→ **Task instructions**:
Report each line in the items below that contains the word "black", copying every such line in full. Case counts.

→ **Material shown**:

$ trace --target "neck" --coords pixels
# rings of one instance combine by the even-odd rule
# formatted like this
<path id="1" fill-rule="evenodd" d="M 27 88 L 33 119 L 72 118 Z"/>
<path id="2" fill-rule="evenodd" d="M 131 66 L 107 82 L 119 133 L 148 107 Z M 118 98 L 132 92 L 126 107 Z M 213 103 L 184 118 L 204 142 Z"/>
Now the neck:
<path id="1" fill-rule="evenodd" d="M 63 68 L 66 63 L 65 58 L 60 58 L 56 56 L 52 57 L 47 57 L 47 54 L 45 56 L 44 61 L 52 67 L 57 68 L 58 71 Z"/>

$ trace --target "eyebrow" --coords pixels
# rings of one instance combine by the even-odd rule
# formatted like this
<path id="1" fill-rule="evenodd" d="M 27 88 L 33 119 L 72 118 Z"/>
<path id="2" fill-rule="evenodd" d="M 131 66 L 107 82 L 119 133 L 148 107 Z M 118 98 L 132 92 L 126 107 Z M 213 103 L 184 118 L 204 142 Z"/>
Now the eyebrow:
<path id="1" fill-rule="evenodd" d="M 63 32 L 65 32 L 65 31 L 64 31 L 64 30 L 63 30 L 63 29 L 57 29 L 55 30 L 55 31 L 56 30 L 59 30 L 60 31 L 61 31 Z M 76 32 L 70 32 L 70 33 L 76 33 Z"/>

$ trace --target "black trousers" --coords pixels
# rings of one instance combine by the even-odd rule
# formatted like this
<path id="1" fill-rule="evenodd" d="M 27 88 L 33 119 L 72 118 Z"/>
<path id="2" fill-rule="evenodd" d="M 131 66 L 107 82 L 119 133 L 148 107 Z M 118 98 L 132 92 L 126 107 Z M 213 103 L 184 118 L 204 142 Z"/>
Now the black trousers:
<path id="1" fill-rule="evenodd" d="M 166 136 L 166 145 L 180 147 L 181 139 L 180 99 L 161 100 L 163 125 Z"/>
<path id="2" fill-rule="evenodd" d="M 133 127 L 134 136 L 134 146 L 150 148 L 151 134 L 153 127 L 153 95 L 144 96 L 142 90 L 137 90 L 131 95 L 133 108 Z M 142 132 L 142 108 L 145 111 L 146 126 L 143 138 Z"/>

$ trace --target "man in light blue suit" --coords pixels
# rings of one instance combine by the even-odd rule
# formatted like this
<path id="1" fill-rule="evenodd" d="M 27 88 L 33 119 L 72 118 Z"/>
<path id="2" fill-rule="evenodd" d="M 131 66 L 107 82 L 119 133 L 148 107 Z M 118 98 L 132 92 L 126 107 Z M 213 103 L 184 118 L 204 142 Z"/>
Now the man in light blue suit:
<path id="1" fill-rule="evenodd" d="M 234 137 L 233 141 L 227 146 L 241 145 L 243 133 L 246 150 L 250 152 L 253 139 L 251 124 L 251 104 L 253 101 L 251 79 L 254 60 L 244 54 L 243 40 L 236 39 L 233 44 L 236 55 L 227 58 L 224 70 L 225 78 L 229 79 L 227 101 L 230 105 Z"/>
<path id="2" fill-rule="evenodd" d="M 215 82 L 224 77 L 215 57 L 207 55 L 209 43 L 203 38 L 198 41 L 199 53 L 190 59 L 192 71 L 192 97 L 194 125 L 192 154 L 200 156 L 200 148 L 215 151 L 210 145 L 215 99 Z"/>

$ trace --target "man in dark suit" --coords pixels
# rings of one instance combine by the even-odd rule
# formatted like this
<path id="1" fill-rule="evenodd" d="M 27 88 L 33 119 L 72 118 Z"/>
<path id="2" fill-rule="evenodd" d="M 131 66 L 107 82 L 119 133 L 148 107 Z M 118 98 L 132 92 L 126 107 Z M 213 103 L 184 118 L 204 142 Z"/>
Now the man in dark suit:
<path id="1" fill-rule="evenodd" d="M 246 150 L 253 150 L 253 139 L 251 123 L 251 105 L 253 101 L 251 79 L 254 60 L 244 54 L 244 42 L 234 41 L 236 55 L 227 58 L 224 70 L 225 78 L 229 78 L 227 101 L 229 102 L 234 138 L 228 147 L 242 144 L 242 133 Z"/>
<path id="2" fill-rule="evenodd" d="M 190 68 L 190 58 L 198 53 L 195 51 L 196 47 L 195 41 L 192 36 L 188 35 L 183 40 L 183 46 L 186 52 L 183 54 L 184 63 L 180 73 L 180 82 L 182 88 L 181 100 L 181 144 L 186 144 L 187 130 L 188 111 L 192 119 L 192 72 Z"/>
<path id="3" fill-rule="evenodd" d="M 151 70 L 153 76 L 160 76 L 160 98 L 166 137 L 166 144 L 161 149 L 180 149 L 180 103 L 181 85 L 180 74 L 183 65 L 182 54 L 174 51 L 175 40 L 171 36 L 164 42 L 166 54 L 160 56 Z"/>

→ **Task result**:
$ trace --target "black trousers" --coords pixels
Now the black trousers:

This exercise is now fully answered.